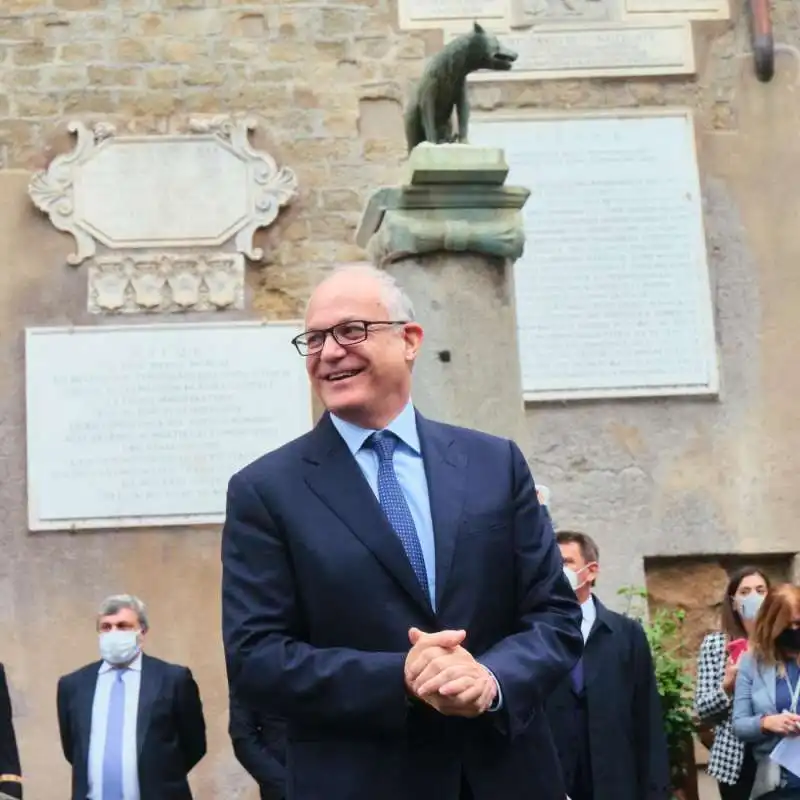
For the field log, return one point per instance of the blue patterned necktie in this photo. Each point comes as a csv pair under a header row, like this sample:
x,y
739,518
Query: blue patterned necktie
x,y
394,504
112,757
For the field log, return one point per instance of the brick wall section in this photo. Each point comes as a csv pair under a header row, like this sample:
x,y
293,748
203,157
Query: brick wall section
x,y
326,80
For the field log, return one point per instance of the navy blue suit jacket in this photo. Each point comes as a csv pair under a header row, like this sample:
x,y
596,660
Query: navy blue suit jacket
x,y
624,723
170,728
318,596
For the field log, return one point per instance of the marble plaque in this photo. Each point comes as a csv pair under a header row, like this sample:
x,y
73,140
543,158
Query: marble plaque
x,y
683,9
166,282
526,13
431,14
596,50
143,425
198,189
613,292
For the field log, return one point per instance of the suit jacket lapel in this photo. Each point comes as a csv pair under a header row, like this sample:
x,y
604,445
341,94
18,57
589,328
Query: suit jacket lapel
x,y
335,477
149,689
601,628
769,675
85,703
445,468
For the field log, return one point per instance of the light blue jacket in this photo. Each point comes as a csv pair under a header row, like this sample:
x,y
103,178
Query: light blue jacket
x,y
753,699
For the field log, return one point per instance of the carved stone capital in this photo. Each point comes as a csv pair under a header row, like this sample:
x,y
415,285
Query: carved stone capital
x,y
490,232
165,282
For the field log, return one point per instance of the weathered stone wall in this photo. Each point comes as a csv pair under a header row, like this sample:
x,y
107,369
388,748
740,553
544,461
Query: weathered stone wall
x,y
325,80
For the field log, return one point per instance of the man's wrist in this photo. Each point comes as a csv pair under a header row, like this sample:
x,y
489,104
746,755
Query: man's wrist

- **TASK**:
Reproduce the material word for word, pictures excluded.

- **RESULT OF THE EXERCISE**:
For the field log, return one point per instance of the blue patterned necktie in this photo. Each point comes as a csv pair under a header row, like this sample:
x,y
739,518
Query: blue patterned necktie
x,y
394,504
112,757
For the field log, return one point per instance of the brick wall section in this photo. Each point comes as a csv pair under a header row, like this sample:
x,y
293,748
203,157
Query: brick wall section
x,y
326,80
For the field log, return one point per instance of the navy blue suit jacket in this photo. Each point comes as a csv pair under a header row, like this sample:
x,y
596,660
Query: navy blue suit jacket
x,y
624,723
170,728
318,596
For the field log, return one point per instance of the marble plaque in this photo. Each point comes as a csv pair under a header row, like this sample:
x,y
73,140
543,158
Query: marble plaque
x,y
683,9
166,282
526,13
431,14
596,50
143,425
198,189
613,292
For the field log, return one point per instance of the suit jacket lapel in this photo. Each point comes as a csv pair under a header row, like this sample:
x,y
604,445
341,94
18,57
589,328
Query: suit jacket lapel
x,y
335,477
149,689
601,628
769,675
85,703
445,468
For the field log, return one point per instance of the light blue jacket in this photo. Each point comes as a csv pair under a header row, like this sample:
x,y
103,178
Query: light blue jacket
x,y
753,699
For the field log, return one point per instance of the carved stone capital in this photo. Each point comes as a csv pair under a header row, like this sample:
x,y
415,285
Query: carved stone capital
x,y
490,232
165,282
For the field log, return one point per instance of the weathered stone wall in this photo. Each point comes as a csv pair under a header row, like this sample:
x,y
107,369
388,748
740,553
544,461
Query: weathered stone wall
x,y
325,80
For the field log, return one point per instance of the man's wrist in this photo. Each point comes as a csv pair under a header row, like this sample:
x,y
489,104
746,755
Query: man's wrist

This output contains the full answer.